**Stated exercise:**
Can you lay out every line of the records below as a JSON list of strings, one string per line, leaving out any blank lines?

─── Data supplied ───

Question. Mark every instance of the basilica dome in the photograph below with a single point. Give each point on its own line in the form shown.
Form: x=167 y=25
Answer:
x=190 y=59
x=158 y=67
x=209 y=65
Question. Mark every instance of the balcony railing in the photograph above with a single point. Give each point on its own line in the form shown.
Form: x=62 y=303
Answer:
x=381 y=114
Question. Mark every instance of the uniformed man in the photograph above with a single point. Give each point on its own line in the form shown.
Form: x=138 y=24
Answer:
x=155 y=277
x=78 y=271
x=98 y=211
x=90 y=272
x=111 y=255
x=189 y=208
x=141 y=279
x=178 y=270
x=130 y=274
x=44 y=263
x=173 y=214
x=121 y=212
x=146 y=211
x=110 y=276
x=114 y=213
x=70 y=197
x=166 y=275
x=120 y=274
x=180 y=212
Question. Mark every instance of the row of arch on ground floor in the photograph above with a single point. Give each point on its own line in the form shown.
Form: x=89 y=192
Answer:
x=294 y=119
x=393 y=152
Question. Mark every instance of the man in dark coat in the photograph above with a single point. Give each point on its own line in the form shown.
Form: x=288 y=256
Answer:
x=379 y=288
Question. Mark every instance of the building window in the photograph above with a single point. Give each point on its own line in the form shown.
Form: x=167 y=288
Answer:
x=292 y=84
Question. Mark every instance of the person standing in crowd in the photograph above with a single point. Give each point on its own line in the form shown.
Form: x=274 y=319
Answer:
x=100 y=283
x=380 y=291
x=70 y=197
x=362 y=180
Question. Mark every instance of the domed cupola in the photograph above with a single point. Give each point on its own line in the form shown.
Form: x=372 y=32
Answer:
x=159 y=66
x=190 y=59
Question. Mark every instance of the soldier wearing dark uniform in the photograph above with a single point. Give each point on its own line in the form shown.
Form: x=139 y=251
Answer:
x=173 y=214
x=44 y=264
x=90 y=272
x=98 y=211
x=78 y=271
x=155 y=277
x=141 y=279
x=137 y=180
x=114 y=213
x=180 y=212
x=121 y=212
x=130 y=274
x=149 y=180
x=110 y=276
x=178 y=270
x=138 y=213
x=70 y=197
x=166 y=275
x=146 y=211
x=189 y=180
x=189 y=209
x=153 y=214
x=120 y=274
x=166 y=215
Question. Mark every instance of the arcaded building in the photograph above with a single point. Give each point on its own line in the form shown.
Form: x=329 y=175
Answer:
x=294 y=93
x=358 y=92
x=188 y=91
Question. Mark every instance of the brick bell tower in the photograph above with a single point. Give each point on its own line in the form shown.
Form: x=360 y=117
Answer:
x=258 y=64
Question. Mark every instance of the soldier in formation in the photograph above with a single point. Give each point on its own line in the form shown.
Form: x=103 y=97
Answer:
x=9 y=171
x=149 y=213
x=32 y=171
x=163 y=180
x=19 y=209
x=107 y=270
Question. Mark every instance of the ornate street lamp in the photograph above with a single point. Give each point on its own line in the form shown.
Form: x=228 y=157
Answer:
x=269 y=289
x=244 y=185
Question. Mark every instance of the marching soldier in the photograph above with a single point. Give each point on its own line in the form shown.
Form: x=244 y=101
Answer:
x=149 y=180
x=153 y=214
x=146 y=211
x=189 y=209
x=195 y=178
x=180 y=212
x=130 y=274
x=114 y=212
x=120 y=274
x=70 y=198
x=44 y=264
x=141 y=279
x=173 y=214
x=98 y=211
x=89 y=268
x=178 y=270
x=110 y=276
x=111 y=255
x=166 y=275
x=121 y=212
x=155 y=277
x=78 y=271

───

**The output:**
[
  "Question. Mark every instance of the basilica dome in the photograph below with a single point. Give each point on its own line in the form shown.",
  "Form: x=167 y=25",
  "Answer:",
  "x=190 y=59",
  "x=158 y=67",
  "x=209 y=65",
  "Question. Mark every instance of the balcony railing in the photograph above with a single point. Give each point on its own line in the form shown.",
  "Form: x=62 y=303",
  "Answer:",
  "x=381 y=114",
  "Question. Mark every instance of the uniformed man in the photograph above with a single point. Give each point on its own line in the form shown.",
  "Form: x=138 y=24",
  "Answer:",
  "x=155 y=277",
  "x=78 y=271",
  "x=98 y=211",
  "x=90 y=272",
  "x=111 y=255",
  "x=189 y=208",
  "x=141 y=279",
  "x=178 y=270",
  "x=130 y=274",
  "x=44 y=263",
  "x=173 y=214",
  "x=121 y=212",
  "x=146 y=211",
  "x=110 y=276",
  "x=114 y=213",
  "x=70 y=197",
  "x=166 y=275",
  "x=120 y=274",
  "x=180 y=212",
  "Question. Mark every instance of the row of arch on ground floor in the photograph above with a single point. Give each point on its own line in the form shown.",
  "Form: x=89 y=192",
  "Answer:",
  "x=294 y=119",
  "x=393 y=152",
  "Question. Mark every instance of the man in dark coat in the photograph above with a single point. Give each point on its own line in the form shown.",
  "Form: x=288 y=256",
  "Answer:",
  "x=379 y=288",
  "Question. Mark every instance of the building window in the photograph above with a single point. Give each point on its own line in the form shown.",
  "Form: x=167 y=288",
  "Answer:",
  "x=292 y=84",
  "Question. Mark every instance of the person standing in crowd in the photograph above with a single point. Give each point on its own line in the form shown.",
  "Form: x=274 y=319",
  "Answer:",
  "x=100 y=283",
  "x=380 y=291",
  "x=70 y=197",
  "x=362 y=180",
  "Question. Mark every instance of the domed cupola in the photograph above with a single point. Give each point on its own line in the form shown.",
  "Form: x=372 y=32",
  "Answer:",
  "x=159 y=66",
  "x=190 y=59",
  "Question. Mark every instance of the soldier wearing dark uniform in the photograph above with a single point. Give each point on its own line in the form shown.",
  "Form: x=139 y=251",
  "Answer:",
  "x=173 y=214",
  "x=44 y=264",
  "x=90 y=272",
  "x=98 y=211",
  "x=78 y=271",
  "x=155 y=277",
  "x=141 y=279",
  "x=137 y=180",
  "x=114 y=213",
  "x=180 y=212",
  "x=121 y=212",
  "x=130 y=274",
  "x=149 y=180",
  "x=110 y=276",
  "x=178 y=270",
  "x=138 y=213",
  "x=70 y=197",
  "x=166 y=275",
  "x=146 y=211",
  "x=189 y=180",
  "x=189 y=209",
  "x=153 y=214",
  "x=120 y=274",
  "x=166 y=215",
  "Question. Mark every instance of the arcaded building in the photograph above with a single point. Give each point on its own line in the form shown.",
  "Form: x=329 y=175",
  "Answer:",
  "x=294 y=93",
  "x=358 y=92",
  "x=188 y=91",
  "Question. Mark every instance of the brick bell tower in the photograph above with a single point. Give each point on its own line in the form shown.",
  "Form: x=360 y=117",
  "Answer:",
  "x=258 y=64",
  "Question. Mark every instance of the soldier in formation in the photograph above with a single point. Give each point on its own line in the form shown.",
  "Form: x=103 y=97",
  "Answer:",
  "x=9 y=171",
  "x=149 y=213",
  "x=32 y=171",
  "x=163 y=180",
  "x=19 y=209",
  "x=107 y=270",
  "Question. Mark every instance of the ornate street lamp in the photograph above with a single point. Give each point on its own line in the form shown.",
  "Form: x=228 y=157",
  "Answer:",
  "x=269 y=289",
  "x=244 y=185",
  "Question. Mark every instance of the marching soldier in the photograph above with a single point. Give each point on its own line in the form shown.",
  "Form: x=244 y=101",
  "Answer:",
  "x=149 y=180",
  "x=153 y=214",
  "x=146 y=211",
  "x=189 y=209",
  "x=195 y=178",
  "x=180 y=212",
  "x=130 y=274",
  "x=114 y=212",
  "x=120 y=274",
  "x=70 y=198",
  "x=44 y=264",
  "x=141 y=279",
  "x=173 y=214",
  "x=98 y=211",
  "x=89 y=268",
  "x=178 y=270",
  "x=110 y=276",
  "x=111 y=255",
  "x=166 y=275",
  "x=121 y=212",
  "x=155 y=277",
  "x=78 y=271"
]